Work order: Reproduce the following entries verbatim, each one complete.

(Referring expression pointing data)

*****

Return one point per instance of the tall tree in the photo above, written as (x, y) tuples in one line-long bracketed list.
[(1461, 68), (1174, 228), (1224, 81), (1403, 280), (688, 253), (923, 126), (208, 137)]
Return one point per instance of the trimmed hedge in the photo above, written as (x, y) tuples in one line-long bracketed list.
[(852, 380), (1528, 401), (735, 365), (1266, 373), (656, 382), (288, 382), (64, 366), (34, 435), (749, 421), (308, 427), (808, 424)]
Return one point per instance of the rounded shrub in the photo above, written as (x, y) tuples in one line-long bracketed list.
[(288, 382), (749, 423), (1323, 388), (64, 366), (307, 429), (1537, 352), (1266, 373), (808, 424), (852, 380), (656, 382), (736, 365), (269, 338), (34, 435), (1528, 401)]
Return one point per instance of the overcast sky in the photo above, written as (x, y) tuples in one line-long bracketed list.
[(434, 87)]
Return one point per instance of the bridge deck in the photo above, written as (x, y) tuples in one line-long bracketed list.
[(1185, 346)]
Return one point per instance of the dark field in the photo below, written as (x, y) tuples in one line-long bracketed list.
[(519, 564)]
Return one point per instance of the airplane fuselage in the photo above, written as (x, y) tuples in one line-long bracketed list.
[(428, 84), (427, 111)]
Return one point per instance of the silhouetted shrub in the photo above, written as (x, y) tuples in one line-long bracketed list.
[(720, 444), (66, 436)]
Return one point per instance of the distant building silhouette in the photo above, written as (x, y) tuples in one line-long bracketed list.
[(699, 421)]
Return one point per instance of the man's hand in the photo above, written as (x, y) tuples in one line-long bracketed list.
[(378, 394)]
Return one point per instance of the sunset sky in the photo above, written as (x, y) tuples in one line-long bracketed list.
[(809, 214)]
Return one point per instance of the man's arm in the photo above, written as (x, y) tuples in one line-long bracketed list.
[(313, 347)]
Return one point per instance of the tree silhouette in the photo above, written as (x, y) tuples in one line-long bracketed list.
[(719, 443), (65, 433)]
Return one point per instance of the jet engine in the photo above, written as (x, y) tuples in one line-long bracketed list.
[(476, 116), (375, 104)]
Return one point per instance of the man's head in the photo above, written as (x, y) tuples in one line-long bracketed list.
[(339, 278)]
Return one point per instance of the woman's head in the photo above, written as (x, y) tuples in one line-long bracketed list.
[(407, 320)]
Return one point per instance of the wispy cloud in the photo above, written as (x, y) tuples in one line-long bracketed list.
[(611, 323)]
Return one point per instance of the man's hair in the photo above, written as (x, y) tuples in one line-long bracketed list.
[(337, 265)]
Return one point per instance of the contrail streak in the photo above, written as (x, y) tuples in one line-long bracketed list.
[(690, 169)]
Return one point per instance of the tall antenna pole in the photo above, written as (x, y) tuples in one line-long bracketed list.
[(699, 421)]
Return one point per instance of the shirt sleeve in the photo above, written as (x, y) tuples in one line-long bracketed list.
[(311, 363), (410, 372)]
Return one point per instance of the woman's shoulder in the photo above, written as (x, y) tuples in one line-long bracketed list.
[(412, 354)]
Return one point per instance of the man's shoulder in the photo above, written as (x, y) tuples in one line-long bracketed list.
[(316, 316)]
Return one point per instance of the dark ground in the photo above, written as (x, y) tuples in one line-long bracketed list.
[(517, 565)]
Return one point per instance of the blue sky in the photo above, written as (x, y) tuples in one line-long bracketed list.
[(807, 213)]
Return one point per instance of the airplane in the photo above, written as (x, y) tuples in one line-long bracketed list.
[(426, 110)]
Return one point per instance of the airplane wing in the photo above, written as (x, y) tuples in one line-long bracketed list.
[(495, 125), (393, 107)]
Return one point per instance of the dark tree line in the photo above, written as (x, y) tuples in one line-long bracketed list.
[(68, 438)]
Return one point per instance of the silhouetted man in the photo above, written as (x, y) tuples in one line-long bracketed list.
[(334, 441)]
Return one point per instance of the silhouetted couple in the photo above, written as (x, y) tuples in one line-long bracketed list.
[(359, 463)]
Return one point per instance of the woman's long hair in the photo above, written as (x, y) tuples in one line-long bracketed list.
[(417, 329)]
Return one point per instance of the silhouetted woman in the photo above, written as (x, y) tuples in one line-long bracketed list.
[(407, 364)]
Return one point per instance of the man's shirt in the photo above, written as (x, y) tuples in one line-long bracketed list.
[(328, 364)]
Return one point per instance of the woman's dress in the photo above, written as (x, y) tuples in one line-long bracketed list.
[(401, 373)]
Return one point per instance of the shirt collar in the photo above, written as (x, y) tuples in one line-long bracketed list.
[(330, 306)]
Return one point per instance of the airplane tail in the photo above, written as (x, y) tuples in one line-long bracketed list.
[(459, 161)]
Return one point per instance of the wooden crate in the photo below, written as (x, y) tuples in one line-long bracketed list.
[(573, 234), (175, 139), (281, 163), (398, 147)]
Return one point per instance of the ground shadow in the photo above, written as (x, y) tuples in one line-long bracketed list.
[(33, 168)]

*****

Reply:
Return one point per instance of the tall tree in the photo above, written as (x, y) tuples in one line-long bracketed list.
[(1461, 68), (1174, 228), (1224, 81), (1403, 280), (688, 253), (923, 126), (208, 137)]
Return one point per instance of the trimmed hedge in the photo above, written as (x, y) tuples in one line-long bracketed list.
[(852, 380), (1528, 401), (735, 365), (1266, 373), (656, 382), (288, 382), (64, 366), (34, 435), (749, 421), (308, 427), (808, 424)]
Return one point per instance of the rounded shrub in the photo above, written as (x, y) tuples in one line-long bracketed list.
[(288, 382), (749, 423), (1323, 388), (64, 366), (307, 429), (1537, 352), (1266, 373), (808, 424), (852, 380), (656, 382), (736, 365), (269, 338), (34, 435), (1528, 401)]
Return one point per instance of the overcast sky in the photo above, written as (x, y) tuples in one line-long bracketed list.
[(434, 87)]
Return one point per instance of the bridge deck in the photo above, written as (x, y) tuples in one line-long bracketed list.
[(1185, 346)]
Return one point per instance of the dark field in the photo below, written as (x, y) tuples in one line-long bracketed list.
[(519, 564)]
Return one point per instance of the airplane fuselage in the photo above, written as (x, y) tuples in one line-long bracketed list.
[(428, 84), (427, 111)]
Return one point per instance of the silhouetted shrub in the photo above, written as (x, y) tuples in one line-long bracketed list.
[(720, 444), (66, 436)]
Return one point per instance of the distant building silhouette in the photo above, written as (x, y) tuples in one line-long bracketed list.
[(699, 421)]
Return one point per instance of the man's hand in the photo above, written as (x, y) tuples in one line-long bracketed list.
[(378, 394)]
Return one point per instance of the sunset sky in the photo above, written as (x, y) tuples in one line-long bracketed list.
[(809, 214)]
Return one point per instance of the man's arm in the photo above, written as (x, y) tuples in one line-long bracketed list.
[(313, 347)]
Return one point per instance of the tree silhouette in the photo above, written as (x, y) tuples in one line-long bracketed list.
[(719, 443), (65, 433)]
Return one point per instance of the jet engine in the photo above, written as (x, y) tuples in one line-long bracketed list.
[(476, 116), (375, 104)]
Return one point per instance of the man's head in the photo above, written as (x, y) tuples in one line-long bracketed list.
[(339, 278)]
Return one point per instance of the woman's head in the photo above, written as (x, y) tuples in one line-long bracketed list.
[(407, 320)]
Return one point per instance of the wispy cloud in the photo above, written as (x, y) tuples in one line-long bracketed list.
[(611, 323)]
Return one point per instance of the man's hair in the photo above, written as (x, y) tuples in one line-long bracketed list.
[(337, 265)]
Return one point per instance of the contrail streak in the photo above, written as (x, y) tuples in one line-long bracketed list.
[(690, 169)]
Return one point per instance of the tall antenna pole in the photo above, written as (x, y) tuples in one line-long bracketed list.
[(699, 421)]
Return one point per instance of the shirt sleeve in the photo above, written as (x, y) tuples in one line-long bracketed list.
[(311, 363), (410, 372)]
Return one point per instance of the woman's shoulder in the photo above, written as (x, y) tuples in one line-long bracketed list.
[(412, 354)]
Return one point per instance of the man's shoulder in the photo above, written as (x, y) tuples in one line-long bracketed list.
[(316, 316)]
Return one point per instance of the dark ground in the photo above, written as (x, y) tuples in one line-long bracketed list.
[(517, 565)]
Return one point per instance of the blue sky in the photo above, written as (x, y) tuples in one line-long bracketed list.
[(807, 213)]
Return one point per instance of the airplane in the photo above, written as (x, y) tuples in one line-long bracketed list.
[(426, 110)]
Return one point per instance of the airplane wing in the photo above, written as (x, y) tuples in one line-long bracketed list.
[(495, 125), (393, 107)]
Return one point per instance of the dark tree line in the photo above, written as (x, y) tuples in one line-long bracketed list.
[(68, 438)]
Return one point per instance of the silhouetted man in the photo above, written as (x, y) tuples in one line-long bracketed list.
[(334, 441)]
Return one point per instance of the silhouetted couple in the photo above, written as (x, y) tuples in one line-long bracketed list.
[(359, 463)]
Return one point per instance of the woman's long hair in the photo above, written as (x, y) tuples in one line-long bracketed list.
[(417, 329)]
Return one point per instance of the silhouetted woman in the photo above, written as (x, y) tuples in one line-long bracketed list.
[(407, 364)]
Return one point per instance of the man's shirt in the photo above, written as (x, y) tuples in one line-long bracketed list.
[(328, 364)]
Return one point per instance of the woman's dress in the photo above, written as (x, y) tuples in one line-long bracketed list.
[(401, 373)]
Return one point per instance of the shirt collar in the photo above, written as (x, y) tuples in one line-long bracketed list.
[(330, 306)]
Return one point per instance of the airplane tail in the photo above, written as (x, y) tuples in one line-long bracketed list.
[(459, 161)]
Return one point per instance of the wooden crate in the photo below, written as (x, y) tuples in one line-long bracketed list.
[(573, 234), (175, 139), (281, 163), (398, 147)]
Return one point per instance of the ground shadow in the photo above, written as (x, y) tuples in one line-long bracketed list.
[(33, 168)]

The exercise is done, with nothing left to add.